- Tarefa a realizar
Resume em duas frases o artigo sobre hábitos de estudo apresentado abaixo.

======== Excerto da página ========

Ana Sofia NOVEMBRO, 2015
Para o bem e para o mal, frequento o curso mais concorrido do país e um dos mais desejados do mundo, logo as notas de candidatura são, por norma, bastante altas e os requisitos apertados. Assim sendo, ao longo dos últimos anos, várias pessoas me perguntaram “qual era o meu segredo”. Como é evidente, não sou absolutamente nada fora do normal, nem tenho conhecimento de feitiços ou milagres nesta área. Neste artigo, vou apenas referir alguns hábitos que resultaram no meu relativo sucesso escolar, com o intuito de aconselhar os alunos curiosos que precisam de orientação para alcançarem os seus objectivos. No entanto, chamo a atenção para o facto de que o que resultou comigo não é lei universal. Para além disso, é muitíssimo importante entender que possuir uma média de 19 e tal não é sinónimo de inteligência ou genialidade. Devemos, acima de tudo, descobrir aquilo em que realmente somos brilhantes. E, se houve algo que aprendi na universidade até agora, é que não conseguimos ser excelentes em algo que não nos apaixona.
Posto isto, segue-se a minha abordagem ao estudo, embora esta seja actualmente um pouco diferente no ensino superior.
Optei por Ciências e Tecnologias, portanto só posso falar daquilo com que contactei. Contudo, existem alguns pontos transversais a qualquer disciplina e área.
Em primeiro lugar, nunca, mas mesmo nunca, desvalorizar a componente não cognitiva. Esta parte, independentemente da sua ponderação, avalia o que vocês são. Na vida, não se deve subestimar o poder do “charme”. Sê educado e responsável. Aposta seriamente na tua cultura geral, agora e sempre, e demonstra espírito crítico. Respeita todos os funcionários da escola. Espalha simpatia e prestabilidade, o que não quer dizer que se é “lambe-botas”. Os professores reparam nisso e não gostam, sendo completamente dispensável. Já a cortesia e a amabilidade ficam sempre bem, sem exageros para não causar desconforto, visto que cada pessoa tem um limite a partir do qual detecta bajuladores, o que devemos evitar. Permanece fiel ao que pensas, expõe os teus argumentos, sem jamais entrar em conflito com os teus superiores. Em suma, deves apostar fortemente no carisma. Acredita que em situações de dúvida, seja entre um 9 e um 10 ou um 19 e 20, estas pequenas coisas têm um peso enorme na balança.

======== Linhas fornecidas ========

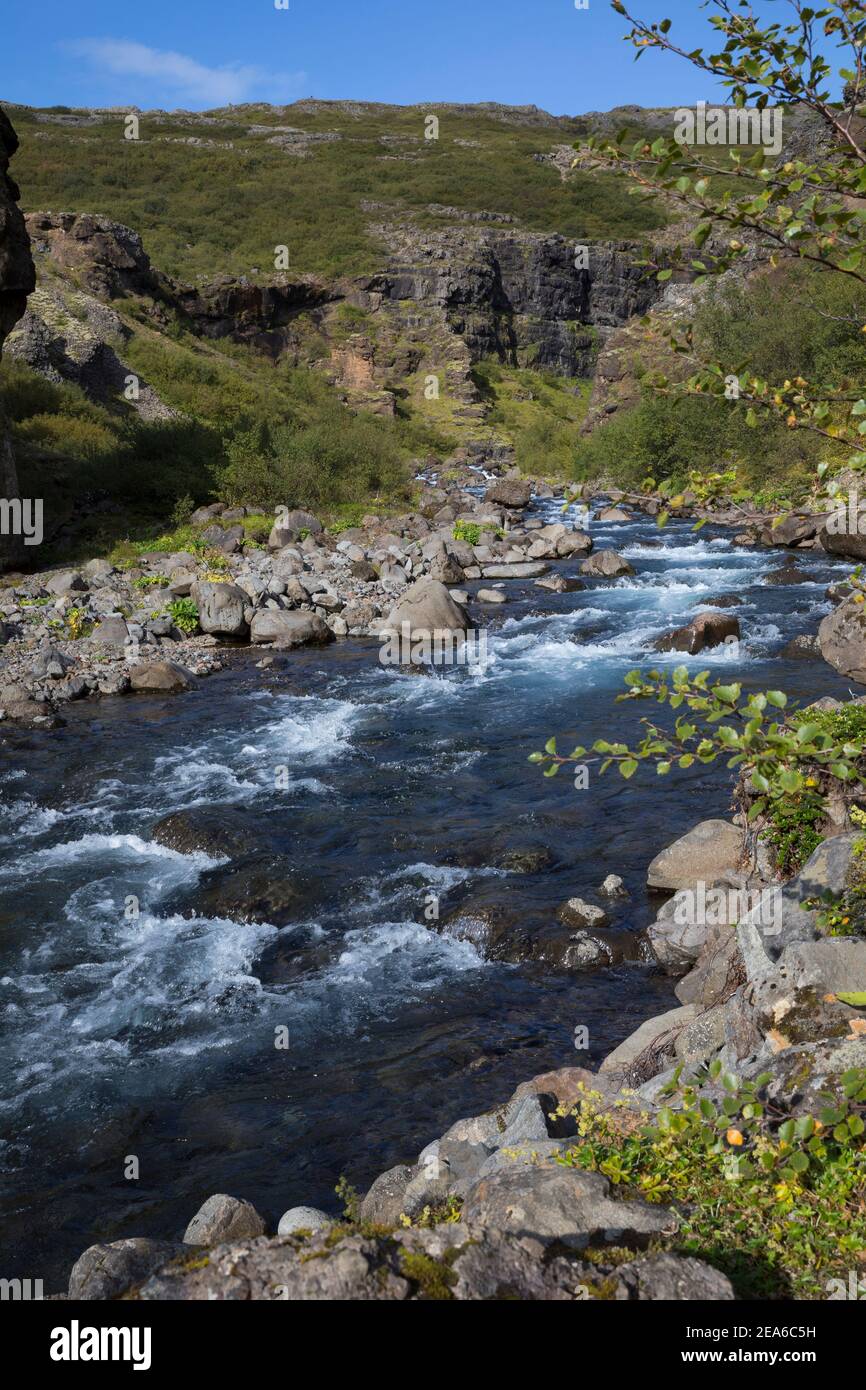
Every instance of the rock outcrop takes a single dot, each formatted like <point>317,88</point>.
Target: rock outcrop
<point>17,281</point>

========
======== Linhas fornecidas ========

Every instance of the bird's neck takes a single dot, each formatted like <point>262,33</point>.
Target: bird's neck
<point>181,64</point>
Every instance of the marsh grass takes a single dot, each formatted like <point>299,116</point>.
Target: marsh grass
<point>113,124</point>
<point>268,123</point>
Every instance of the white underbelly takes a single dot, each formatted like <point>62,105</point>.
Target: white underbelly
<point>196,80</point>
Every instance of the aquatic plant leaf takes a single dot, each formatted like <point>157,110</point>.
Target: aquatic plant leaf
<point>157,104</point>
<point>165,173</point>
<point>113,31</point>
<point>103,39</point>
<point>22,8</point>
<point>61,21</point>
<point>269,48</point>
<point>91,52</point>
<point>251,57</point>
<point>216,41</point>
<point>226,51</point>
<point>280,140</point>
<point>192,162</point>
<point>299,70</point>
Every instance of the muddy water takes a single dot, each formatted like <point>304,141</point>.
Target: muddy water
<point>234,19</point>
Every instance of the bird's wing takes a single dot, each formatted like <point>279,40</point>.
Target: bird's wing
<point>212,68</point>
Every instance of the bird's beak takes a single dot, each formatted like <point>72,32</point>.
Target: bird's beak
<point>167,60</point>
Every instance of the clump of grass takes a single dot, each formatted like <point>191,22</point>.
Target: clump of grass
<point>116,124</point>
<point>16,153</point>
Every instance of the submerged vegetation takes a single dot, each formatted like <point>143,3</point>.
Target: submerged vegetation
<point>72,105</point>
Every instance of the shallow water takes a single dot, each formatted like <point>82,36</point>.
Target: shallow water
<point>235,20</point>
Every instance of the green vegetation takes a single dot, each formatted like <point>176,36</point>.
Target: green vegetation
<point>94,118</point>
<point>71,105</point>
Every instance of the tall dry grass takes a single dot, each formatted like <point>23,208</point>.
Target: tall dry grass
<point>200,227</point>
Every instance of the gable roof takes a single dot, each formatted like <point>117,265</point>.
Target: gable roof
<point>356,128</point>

========
======== Linhas fornecidas ========

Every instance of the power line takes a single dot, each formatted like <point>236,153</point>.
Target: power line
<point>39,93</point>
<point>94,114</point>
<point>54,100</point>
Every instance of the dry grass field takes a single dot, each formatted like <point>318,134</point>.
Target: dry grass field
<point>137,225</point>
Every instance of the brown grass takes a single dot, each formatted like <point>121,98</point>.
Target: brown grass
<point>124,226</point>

========

- Resposta à tarefa
O artigo apresenta alguns hábitos que resultaram no relativo sucesso escolar de quem o escreve, com a ressalva de que o que resultou nesse caso não é lei universal e de que uma média alta não é sinónimo de inteligência ou genialidade. O primeiro conselho é nunca desvalorizar a componente não cognitiva, apostando na educação, na cultura geral, no espírito crítico, na cortesia sem bajulação e no carisma, que pesam muito na balança em situações de dúvida.